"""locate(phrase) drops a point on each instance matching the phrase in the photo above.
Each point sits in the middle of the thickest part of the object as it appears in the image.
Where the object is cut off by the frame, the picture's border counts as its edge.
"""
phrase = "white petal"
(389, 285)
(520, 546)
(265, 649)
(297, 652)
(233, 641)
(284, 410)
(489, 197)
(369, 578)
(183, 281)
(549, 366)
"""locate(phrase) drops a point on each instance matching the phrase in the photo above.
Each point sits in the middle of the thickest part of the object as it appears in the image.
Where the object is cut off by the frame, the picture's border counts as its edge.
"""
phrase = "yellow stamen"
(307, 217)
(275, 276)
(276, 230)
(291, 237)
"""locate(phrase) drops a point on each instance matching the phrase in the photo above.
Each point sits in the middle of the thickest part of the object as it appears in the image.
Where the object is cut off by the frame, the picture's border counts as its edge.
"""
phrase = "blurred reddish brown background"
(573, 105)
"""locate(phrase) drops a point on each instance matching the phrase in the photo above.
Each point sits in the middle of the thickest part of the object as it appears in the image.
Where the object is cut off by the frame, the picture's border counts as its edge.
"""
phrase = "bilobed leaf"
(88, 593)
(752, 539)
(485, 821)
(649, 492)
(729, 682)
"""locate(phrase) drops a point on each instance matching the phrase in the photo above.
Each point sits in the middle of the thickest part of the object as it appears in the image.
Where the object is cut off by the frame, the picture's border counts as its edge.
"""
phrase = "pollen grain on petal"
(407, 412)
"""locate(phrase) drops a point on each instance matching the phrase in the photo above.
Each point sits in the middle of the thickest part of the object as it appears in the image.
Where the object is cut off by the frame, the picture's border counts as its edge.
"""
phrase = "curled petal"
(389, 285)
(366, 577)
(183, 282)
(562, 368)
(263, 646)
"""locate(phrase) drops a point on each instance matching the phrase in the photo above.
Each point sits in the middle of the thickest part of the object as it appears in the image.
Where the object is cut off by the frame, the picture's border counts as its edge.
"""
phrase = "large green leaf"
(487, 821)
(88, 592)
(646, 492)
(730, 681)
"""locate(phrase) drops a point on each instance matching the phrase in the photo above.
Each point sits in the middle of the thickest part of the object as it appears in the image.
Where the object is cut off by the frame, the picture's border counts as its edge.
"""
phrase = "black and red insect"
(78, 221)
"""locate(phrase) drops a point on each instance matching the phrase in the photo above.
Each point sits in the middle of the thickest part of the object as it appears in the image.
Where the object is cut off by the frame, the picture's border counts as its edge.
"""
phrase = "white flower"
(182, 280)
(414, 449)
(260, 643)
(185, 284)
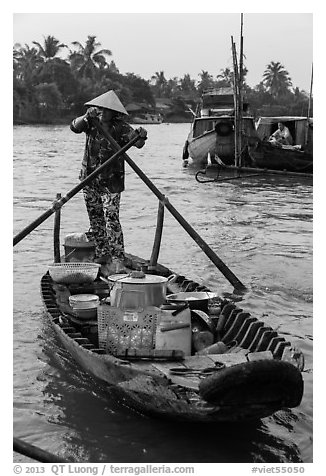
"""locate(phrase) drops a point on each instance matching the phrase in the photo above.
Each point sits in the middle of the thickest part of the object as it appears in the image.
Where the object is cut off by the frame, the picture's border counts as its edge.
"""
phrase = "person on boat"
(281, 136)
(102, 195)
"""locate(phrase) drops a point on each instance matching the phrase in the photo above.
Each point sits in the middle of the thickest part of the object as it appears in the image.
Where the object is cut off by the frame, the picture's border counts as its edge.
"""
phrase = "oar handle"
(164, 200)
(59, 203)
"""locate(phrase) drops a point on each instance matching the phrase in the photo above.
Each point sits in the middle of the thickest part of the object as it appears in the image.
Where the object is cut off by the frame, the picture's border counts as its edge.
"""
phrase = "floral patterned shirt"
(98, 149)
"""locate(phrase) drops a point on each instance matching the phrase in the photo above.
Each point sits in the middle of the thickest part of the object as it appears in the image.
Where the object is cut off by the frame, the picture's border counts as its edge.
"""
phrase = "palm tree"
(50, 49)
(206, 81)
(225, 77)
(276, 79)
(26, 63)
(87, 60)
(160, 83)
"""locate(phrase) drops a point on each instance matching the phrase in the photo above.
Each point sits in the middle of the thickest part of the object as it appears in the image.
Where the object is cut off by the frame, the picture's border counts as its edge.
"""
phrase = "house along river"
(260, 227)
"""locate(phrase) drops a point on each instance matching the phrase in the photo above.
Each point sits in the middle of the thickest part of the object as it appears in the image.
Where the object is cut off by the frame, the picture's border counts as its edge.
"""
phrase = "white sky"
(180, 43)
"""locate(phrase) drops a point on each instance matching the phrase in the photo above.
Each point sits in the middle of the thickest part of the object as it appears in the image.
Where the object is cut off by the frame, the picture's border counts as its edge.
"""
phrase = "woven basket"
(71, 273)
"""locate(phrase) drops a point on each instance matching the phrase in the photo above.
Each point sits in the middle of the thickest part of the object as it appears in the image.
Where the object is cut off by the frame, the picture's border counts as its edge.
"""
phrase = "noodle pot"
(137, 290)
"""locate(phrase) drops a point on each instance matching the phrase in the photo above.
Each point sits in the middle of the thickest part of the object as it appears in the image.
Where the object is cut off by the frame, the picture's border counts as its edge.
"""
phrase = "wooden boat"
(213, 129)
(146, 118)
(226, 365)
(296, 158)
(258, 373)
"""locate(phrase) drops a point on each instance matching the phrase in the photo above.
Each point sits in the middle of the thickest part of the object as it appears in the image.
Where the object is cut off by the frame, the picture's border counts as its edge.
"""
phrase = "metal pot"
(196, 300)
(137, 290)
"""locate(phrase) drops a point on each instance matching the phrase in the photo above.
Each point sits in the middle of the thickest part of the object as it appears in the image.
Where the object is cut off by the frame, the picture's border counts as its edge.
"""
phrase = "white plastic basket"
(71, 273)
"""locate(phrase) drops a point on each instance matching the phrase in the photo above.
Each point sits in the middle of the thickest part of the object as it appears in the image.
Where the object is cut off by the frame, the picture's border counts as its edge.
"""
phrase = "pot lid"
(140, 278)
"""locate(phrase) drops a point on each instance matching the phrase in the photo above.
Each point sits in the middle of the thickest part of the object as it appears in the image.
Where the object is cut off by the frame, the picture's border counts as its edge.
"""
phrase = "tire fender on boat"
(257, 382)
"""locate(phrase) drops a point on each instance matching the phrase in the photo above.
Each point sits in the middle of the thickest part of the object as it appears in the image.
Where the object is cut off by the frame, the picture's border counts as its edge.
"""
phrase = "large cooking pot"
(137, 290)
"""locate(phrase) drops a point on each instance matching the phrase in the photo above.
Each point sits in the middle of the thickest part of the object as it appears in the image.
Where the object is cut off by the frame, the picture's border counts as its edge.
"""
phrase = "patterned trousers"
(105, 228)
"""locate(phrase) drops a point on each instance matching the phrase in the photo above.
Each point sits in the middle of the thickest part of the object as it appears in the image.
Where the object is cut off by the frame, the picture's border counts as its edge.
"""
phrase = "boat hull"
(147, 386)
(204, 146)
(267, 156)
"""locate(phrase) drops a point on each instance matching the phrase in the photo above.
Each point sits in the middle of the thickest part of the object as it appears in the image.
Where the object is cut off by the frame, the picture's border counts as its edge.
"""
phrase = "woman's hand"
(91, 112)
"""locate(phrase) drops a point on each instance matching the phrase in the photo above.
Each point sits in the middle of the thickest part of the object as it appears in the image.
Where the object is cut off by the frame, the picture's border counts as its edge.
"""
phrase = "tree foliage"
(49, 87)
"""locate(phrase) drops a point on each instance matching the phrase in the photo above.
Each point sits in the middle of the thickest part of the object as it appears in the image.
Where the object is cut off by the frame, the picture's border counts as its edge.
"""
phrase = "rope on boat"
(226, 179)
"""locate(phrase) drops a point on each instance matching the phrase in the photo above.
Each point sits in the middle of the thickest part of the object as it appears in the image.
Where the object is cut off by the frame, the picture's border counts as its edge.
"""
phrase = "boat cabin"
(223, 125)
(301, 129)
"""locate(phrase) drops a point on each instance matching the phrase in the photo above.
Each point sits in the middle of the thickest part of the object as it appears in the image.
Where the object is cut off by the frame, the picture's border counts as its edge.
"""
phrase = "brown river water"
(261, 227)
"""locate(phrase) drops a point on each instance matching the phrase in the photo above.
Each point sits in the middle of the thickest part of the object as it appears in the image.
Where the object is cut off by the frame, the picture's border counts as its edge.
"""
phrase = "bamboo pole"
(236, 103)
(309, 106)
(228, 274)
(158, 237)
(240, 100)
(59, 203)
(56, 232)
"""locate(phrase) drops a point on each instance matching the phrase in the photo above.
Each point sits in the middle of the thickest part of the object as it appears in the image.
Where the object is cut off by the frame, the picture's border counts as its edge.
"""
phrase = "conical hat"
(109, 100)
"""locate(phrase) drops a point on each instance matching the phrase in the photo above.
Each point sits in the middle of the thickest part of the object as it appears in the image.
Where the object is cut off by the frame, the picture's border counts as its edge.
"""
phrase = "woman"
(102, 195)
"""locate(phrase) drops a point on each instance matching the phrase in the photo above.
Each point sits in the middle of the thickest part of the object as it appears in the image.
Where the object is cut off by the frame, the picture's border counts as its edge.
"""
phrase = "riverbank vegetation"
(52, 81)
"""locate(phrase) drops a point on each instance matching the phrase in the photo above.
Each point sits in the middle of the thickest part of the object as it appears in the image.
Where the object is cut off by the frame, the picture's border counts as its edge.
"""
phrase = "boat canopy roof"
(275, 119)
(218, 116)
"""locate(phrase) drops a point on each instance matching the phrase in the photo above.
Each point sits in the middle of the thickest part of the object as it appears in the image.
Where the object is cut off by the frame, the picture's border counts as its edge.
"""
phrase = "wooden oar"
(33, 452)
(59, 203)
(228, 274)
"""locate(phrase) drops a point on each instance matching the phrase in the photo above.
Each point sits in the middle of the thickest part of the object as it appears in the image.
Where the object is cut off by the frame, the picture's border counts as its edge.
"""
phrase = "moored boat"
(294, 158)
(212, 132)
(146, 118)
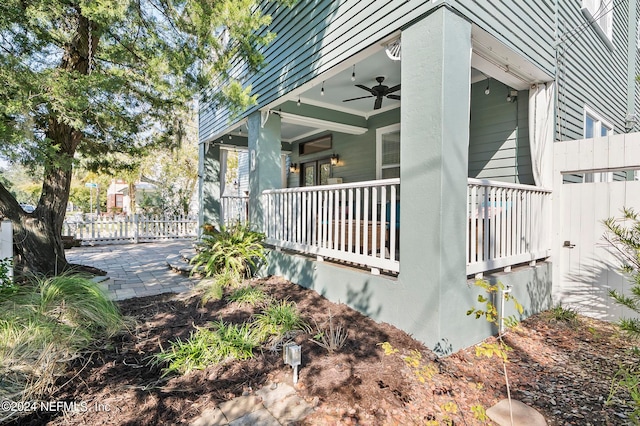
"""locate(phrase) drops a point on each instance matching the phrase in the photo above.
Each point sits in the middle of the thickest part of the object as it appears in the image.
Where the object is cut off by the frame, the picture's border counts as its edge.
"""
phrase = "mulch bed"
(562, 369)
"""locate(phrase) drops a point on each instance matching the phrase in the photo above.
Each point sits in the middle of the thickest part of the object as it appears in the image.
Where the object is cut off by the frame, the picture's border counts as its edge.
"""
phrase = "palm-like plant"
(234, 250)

▬▬▬▬▬▬

→ Description of the task:
Show each line above that contains the word "petal", copying those lines in full. Case counts.

→ Solution for this task:
phrase = "white petal"
phrase = "pollen grain on petal"
phrase = "curled petal"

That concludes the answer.